DIRECTIVE 1 → In the crossover text, update the part starting with "Figure 5.5: Schematic diagram" and going on through "to be 22 nF.", replacing "22 nF" with "33 nF".
DIRECTIVE 2 →
Answer these questions about the crossover text:
(a) What does the value of R6 (or R16) set?
(b) What is the passband gain of the highpass side once the final highpass filter is added?
(c) In what year was the JAES paper by Regalia, Fujii, Mitra, Sanjit, and Neuvo published?

PROVIDED PASSAGE →
Figure 5.5: Schematic diagram of a 4th-order Hardman elliptical crossover with a crossover frequency of 1 kHz. The outputs are at different levels—see text for details. Note C2 is meant to be 22 nF.

Figure 5.5 shows that the two Bainter notch filters for lowpass and highpass are very similar, with only three components differing in value. This sort of convenient behaviour is what makes the Bainter filter so popular. The relationship between R3 and R4 in the lowpass filter, and between R13 and R14 in the highpass filter, determine the kind of notch produced. If R4 is greater than R3, you get a lowpass notch. If R3 = R4, you get the standard symmetrical notch. If R3 is greater than R4, you get a highpass notch. The value of R6 (or R16) sets the notch Q.

There are however some aspects of this circuit that are less convenient. The lowpass notch response does not actually start out at 0 dB at low frequencies; instead it has a gain of +10.6 there. The response then drops into the crevasse and comes back up to 0 dB. There is then the gain of +1.3 dB from the lowpass filter, giving a total of 11.9 dB of passband gain, which may not fit well into the gain/headroom scheme planned for the crossover.

The highpass notch response has a passband gain of 0 dB at high frequencies, and at frequencies below the notch comes back up to −10.8 dB. With the final highpass filter added the passband gain is +1.2 dB. Therefore we have a level difference of 11.9 − 1.2 = 10.7 dB between the two outputs, and this will have to be accommodated somewhere in the crossover system design. There is more information on the Bainter filter and other notch filters in Chapter 12.

A most interesting paper on the use of Chebyshev filters (ripples in the passband), inverse-Chebyshev (notches in the stopband), and elliptical filters (ripples in the passband and notches in the stopband), with the added feature of a variable crossover frequency, was published in the JAES by Regalia, Fujii, Mitra, Sanjit, and Neuvo in 1987. [3] It is well worth studying.

SUPPLIED MATERIAL →
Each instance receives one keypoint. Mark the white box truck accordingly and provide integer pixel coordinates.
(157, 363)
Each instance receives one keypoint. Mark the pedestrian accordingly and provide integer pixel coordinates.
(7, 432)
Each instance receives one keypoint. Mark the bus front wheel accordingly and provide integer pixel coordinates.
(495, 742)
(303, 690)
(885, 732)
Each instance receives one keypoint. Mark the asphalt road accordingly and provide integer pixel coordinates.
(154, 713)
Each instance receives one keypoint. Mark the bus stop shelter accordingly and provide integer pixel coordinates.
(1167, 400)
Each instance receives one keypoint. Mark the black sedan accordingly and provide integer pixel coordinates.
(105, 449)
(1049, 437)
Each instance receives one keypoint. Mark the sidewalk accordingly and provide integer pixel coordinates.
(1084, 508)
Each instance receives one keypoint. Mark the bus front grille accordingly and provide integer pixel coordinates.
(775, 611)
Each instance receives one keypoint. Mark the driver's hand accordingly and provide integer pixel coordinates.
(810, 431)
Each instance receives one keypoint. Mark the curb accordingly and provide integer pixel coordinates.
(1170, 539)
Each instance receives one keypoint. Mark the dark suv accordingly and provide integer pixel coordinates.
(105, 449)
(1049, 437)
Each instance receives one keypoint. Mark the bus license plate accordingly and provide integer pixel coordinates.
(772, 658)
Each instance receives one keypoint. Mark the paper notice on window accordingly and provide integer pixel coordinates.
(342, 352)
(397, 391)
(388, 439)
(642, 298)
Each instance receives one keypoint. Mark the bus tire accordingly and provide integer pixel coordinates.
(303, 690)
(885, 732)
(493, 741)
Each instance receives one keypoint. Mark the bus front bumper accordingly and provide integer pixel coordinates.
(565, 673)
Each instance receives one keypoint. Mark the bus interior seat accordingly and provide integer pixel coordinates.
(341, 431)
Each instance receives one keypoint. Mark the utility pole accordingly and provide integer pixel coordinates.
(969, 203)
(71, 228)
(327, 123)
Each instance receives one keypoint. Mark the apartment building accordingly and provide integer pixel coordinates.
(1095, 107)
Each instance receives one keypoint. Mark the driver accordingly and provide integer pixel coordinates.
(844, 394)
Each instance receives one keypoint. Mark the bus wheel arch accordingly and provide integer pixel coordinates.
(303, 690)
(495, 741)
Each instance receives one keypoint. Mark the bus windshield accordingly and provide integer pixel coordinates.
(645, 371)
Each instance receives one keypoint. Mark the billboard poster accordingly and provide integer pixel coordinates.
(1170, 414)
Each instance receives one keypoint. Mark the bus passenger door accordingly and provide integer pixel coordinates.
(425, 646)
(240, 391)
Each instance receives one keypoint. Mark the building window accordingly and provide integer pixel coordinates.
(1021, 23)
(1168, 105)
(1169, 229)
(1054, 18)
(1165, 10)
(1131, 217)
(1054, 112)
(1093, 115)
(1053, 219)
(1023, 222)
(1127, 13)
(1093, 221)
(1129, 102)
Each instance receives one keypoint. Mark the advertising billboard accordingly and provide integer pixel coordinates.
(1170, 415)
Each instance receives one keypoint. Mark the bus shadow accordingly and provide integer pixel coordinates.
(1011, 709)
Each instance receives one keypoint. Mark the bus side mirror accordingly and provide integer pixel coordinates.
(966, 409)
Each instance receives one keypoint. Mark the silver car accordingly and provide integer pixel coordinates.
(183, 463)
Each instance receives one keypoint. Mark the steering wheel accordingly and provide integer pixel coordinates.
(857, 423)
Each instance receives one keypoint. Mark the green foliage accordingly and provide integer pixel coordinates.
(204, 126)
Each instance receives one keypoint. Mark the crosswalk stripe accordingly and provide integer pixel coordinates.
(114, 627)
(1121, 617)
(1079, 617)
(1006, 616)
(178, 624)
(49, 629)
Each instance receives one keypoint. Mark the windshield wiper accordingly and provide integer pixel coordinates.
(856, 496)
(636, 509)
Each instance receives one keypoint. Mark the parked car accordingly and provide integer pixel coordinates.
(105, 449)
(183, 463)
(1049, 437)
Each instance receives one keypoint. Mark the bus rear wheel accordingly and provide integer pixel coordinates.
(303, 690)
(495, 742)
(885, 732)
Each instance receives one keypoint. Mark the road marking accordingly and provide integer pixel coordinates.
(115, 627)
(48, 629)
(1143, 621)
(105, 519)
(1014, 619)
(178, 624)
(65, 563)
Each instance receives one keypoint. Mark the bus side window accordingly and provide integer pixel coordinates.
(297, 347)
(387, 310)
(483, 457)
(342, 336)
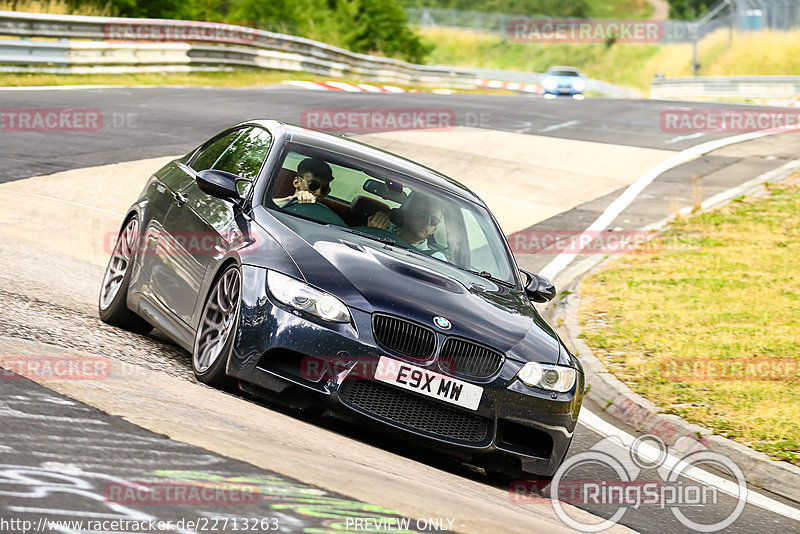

PROBLEM SOLUTION 1 →
Figure 5.5: Schematic diagram of a 4th-order Hardman elliptical crossover with a crossover frequency of 1 kHz. The outputs are at different levels—see text for details. Note C2 is meant to be 33 nF.

PROBLEM SOLUTION 2 →
(a) The notch Q.
(b) +1.2 dB.
(c) 1987.